**EXERCISE OBJECTIVE**
Transcribe all the entries word for word, but omit the images.

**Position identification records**

※

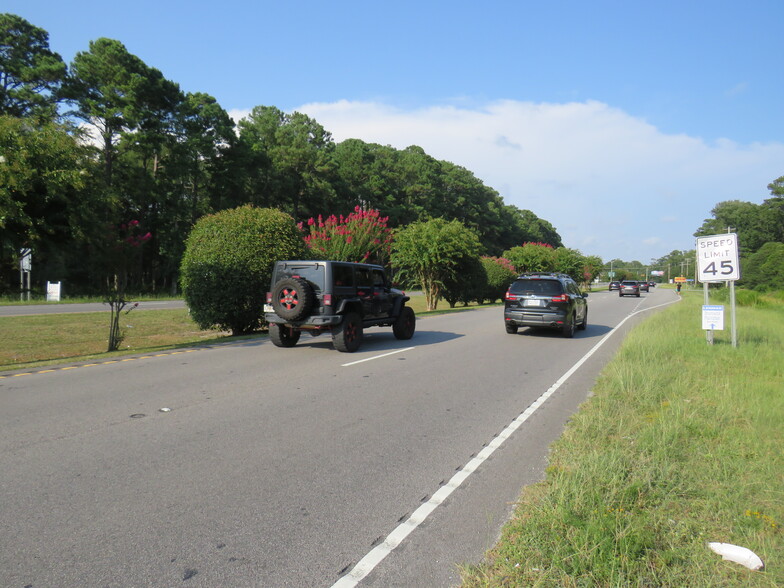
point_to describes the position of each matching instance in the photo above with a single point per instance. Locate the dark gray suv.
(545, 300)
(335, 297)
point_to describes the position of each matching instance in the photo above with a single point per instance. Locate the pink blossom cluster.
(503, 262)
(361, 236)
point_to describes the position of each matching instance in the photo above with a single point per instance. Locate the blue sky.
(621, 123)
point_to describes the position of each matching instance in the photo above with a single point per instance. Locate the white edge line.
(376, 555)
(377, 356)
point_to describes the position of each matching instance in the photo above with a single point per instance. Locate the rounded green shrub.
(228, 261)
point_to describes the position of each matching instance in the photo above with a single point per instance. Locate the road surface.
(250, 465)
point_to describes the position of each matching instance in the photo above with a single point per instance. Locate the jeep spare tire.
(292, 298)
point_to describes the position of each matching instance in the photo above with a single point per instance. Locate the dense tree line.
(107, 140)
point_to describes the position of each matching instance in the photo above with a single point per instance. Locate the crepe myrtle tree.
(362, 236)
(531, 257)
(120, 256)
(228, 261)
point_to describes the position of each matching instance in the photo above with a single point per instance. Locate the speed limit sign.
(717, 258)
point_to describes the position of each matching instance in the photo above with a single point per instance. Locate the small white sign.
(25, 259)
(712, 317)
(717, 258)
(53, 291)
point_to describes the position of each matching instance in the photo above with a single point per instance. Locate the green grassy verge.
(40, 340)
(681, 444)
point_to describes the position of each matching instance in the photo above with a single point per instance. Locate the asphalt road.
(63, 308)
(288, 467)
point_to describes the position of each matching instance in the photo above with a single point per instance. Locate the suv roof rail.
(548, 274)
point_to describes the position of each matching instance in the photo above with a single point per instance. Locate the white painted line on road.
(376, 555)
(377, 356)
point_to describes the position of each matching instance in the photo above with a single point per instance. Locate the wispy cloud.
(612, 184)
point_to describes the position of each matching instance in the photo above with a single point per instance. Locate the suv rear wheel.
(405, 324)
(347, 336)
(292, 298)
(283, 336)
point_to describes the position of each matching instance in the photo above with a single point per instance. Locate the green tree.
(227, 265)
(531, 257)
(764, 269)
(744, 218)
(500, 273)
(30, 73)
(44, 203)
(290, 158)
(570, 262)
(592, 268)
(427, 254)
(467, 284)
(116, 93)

※

**THE SOLUTION**
point_to describes the position of each matching instance in the photo above with a single point per instance. Locate the dark gray suv.
(545, 300)
(335, 297)
point_to describes the position of each matching instance in the photo above with a single point per instance. Locate the pink blossom cluster.
(503, 262)
(361, 236)
point_to describes the position of each matching instance in the photo above with a single point per instance. Locate the blue sky.
(621, 123)
point_to describes the position of each matching instance in the photo above with a single point per instance. Locate the white edge line.
(376, 555)
(377, 356)
point_to describes the position of each matching instance in the photo above with a single point per instance. Locate the rounded green shrub.
(228, 261)
point_to describes the position of each matching instance in the photo above with a single point per instance. Locate the road surface.
(250, 465)
point_to describes the position of each matching instance in the photo above with a single point per instance. Locate the jeep spare tire.
(292, 298)
point_to describes the position of each matching instance in the photo above with a single point per instance. Locate the dense tree line.
(107, 140)
point_to describes the position of each matching instance in the photo above with a single point per instance. Locate the crepe myrtle tree.
(362, 236)
(531, 257)
(120, 256)
(228, 261)
point_to describes the position of each matching instance in the photo above with a single point per instance. Locate the speed limit sign.
(717, 258)
point_to describes the position of each matching instance in the photo above with a single point per instance. Locate the small white sign.
(25, 259)
(712, 317)
(717, 258)
(53, 291)
point_to describes the position of each matching instance in the photo above with a single point per instance. Locate the green grassy verge.
(40, 340)
(681, 444)
point_to describes the position of each matching instance in the photo above with a single point per instance. Locate the asphalt road.
(63, 308)
(288, 467)
point_to describes the position of each matching instance in the photo above with a single point per instance. Locate the suv roof rail.
(548, 274)
point_to describes the position of each matching instance in the photo above with a single point per instance. Locate the white painted line on road.
(376, 555)
(377, 356)
point_to describes the position of each matching instance in the photo above with a single point per instance. Locate the wispy cloud.
(612, 184)
point_to describes the position of each matching instance in the photo above with a single point per instance. Locate the suv rear wheel.
(405, 324)
(347, 336)
(292, 298)
(283, 336)
point_to describes the position of each matching instance in the photo above with a single point per instance. Locate the green tree.
(227, 265)
(531, 257)
(764, 269)
(744, 218)
(500, 273)
(30, 73)
(44, 203)
(290, 158)
(570, 262)
(592, 268)
(427, 254)
(467, 284)
(116, 93)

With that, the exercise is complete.